EXERCISE AIM:
Below you will find a set of lines. Repeat them all exactly.

***

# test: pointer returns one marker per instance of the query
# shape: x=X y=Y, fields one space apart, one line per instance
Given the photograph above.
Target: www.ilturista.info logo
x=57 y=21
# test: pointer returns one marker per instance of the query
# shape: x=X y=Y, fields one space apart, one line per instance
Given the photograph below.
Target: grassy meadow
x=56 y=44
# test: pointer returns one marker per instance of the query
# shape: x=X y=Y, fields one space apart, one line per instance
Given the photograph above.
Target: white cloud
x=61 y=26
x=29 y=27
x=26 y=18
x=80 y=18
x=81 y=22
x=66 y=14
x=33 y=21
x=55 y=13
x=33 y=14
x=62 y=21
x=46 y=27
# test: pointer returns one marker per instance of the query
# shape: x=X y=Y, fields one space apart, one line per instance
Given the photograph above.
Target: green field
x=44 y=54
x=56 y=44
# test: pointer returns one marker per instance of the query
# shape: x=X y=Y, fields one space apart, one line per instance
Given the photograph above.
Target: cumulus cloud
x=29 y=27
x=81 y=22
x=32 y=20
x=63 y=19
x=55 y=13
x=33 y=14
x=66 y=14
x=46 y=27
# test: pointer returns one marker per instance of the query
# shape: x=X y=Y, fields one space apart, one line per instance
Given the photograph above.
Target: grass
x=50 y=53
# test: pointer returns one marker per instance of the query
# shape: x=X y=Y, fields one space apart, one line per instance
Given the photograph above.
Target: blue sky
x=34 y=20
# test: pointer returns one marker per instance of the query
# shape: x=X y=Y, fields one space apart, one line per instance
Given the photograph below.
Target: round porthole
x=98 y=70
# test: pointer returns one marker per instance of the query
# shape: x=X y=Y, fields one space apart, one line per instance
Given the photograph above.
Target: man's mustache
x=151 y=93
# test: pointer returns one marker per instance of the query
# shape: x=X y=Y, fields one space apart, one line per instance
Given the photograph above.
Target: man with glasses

***

ANSWER TO THIS TASK:
# test: pointer returns one marker per instance of the query
# shape: x=X y=Y, fields one space apart, one line per instance
Given the photograph above.
Target: www.ilturista.info logo
x=57 y=21
# test: pointer returns one marker per instance of the query
# shape: x=X y=Y, fields one space apart, one line per instance
Given the photograph below.
Target: grassy meadow
x=56 y=44
# test: pointer returns one marker per instance of the query
# shape: x=X y=Y, fields one space apart, one line per instance
Given the photograph above.
Target: white cloud
x=61 y=26
x=29 y=27
x=26 y=18
x=80 y=18
x=81 y=22
x=66 y=14
x=33 y=21
x=55 y=13
x=33 y=14
x=62 y=21
x=46 y=27
# test: pointer returns one marker per instance of the query
# shape: x=X y=Y, fields one space apart, one line per instance
Given the photograph above.
Target: green field
x=44 y=54
x=56 y=44
# test: pointer returns one marker per instance of the query
# shape: x=X y=Y, fields one space apart, one line per instance
Given the photograph above.
Target: cumulus cloud
x=29 y=27
x=81 y=22
x=32 y=20
x=63 y=19
x=55 y=13
x=33 y=14
x=66 y=14
x=46 y=27
# test: pointer returns one marker per instance of the query
# shape: x=X y=Y, fields one space apart, one line per instance
Given the photograph above.
Target: grass
x=50 y=53
# test: pointer returns one marker per instance of the query
# shape: x=X y=Y, fields one space apart, one line per instance
Given the photograph above.
Target: blue sky
x=34 y=20
# test: pointer returns one marker per instance of the query
# shape: x=X y=Y, fields one space apart, one line per instance
Given the photograph below.
Target: round porthole
x=98 y=70
# test: pointer returns one marker per instance of the query
# shape: x=X y=Y, fields one space apart, one line per instance
Given the photograph above.
Target: man's mustache
x=151 y=93
# test: pointer returns one marker per instance of the query
# shape: x=X y=Y, fields one space apart, one line per instance
Given the photograph above.
Target: man with glasses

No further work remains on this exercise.